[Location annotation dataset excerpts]
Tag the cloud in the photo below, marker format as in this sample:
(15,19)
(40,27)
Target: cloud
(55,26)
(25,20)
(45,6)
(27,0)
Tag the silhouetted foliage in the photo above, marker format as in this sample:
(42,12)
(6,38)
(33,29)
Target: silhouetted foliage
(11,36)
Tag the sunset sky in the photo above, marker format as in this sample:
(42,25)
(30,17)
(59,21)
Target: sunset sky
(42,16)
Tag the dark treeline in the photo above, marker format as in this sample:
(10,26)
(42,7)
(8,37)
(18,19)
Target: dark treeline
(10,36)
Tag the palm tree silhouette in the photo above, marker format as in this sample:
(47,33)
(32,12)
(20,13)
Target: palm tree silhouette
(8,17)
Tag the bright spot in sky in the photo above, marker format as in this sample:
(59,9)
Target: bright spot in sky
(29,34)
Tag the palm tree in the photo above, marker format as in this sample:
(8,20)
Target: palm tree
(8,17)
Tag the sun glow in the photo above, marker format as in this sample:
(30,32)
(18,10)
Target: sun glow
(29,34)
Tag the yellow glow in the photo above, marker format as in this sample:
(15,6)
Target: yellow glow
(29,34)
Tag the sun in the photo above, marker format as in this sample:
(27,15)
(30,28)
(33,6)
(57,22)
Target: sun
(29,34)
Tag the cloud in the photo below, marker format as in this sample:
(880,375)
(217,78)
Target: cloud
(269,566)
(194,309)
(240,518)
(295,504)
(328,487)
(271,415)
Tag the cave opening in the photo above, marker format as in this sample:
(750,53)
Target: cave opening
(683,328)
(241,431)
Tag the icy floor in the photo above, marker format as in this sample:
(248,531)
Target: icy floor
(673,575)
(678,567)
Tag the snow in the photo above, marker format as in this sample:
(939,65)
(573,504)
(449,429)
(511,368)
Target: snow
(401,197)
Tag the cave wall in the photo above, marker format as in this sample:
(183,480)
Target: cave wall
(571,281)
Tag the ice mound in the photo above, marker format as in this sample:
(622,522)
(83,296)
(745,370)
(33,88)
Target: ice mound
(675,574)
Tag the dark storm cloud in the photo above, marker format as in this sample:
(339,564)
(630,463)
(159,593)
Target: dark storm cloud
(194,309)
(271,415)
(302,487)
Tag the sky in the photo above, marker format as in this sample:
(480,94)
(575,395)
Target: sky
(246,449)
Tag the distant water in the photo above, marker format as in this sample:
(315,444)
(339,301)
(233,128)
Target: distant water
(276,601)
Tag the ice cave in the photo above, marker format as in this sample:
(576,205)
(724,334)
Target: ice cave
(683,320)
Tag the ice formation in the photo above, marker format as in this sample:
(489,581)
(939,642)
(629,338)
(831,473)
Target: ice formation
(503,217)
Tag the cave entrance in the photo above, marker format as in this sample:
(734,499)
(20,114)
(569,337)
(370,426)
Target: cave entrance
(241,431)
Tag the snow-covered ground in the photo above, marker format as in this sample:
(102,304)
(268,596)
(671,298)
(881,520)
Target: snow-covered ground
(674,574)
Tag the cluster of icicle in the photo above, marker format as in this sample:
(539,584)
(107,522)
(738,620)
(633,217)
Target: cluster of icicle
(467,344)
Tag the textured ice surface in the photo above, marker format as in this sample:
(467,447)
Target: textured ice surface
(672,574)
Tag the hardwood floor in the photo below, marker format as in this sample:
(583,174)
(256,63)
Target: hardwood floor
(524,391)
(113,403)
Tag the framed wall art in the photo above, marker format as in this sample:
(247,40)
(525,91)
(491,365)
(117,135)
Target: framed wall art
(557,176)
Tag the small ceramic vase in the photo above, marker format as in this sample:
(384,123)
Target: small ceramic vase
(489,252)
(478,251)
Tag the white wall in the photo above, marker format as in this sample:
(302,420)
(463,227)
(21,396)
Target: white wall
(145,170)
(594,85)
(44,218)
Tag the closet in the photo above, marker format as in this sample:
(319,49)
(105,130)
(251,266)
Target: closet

PROBLEM TO WORK ON >>
Copy out the records from the line containing "Tag the cluster" through the end of the records, requests included. Scale every answer coordinate by 2.05 and round it to a whole number with halves rounded up, leaving the sample coordinates in the requests as they are.

RESULT FOR THIS TASK >>
Tag the cluster of icicle in the photo above, marker format as in this sample:
(539,584)
(107,522)
(738,620)
(633,217)
Target: cluster of icicle
(957,705)
Tag the textured ice surface in the photo above, marker format as in this sample:
(467,447)
Target: textured ice surface
(1378,1177)
Tag the hardwood floor in the photo below, marker format as in this sample:
(583,174)
(256,63)
Target: hardwood floor
(1074,802)
(232,826)
Tag the framed wall art in the photo above, marker format as in this sample:
(247,40)
(525,91)
(491,365)
(117,135)
Target: framed wall art
(1142,361)
Tag the small ceramic vase in the photo above, marker format as in this sample:
(384,123)
Target: small ceramic vase
(1002,517)
(980,515)
Tag the white wall in the photo above, marker format as in this sample:
(302,420)
(463,227)
(21,396)
Target: white wall
(297,349)
(1218,174)
(90,447)
Tag the closet in the photo above, marker format as in this sample:
(319,49)
(105,130)
(251,266)
Target: closet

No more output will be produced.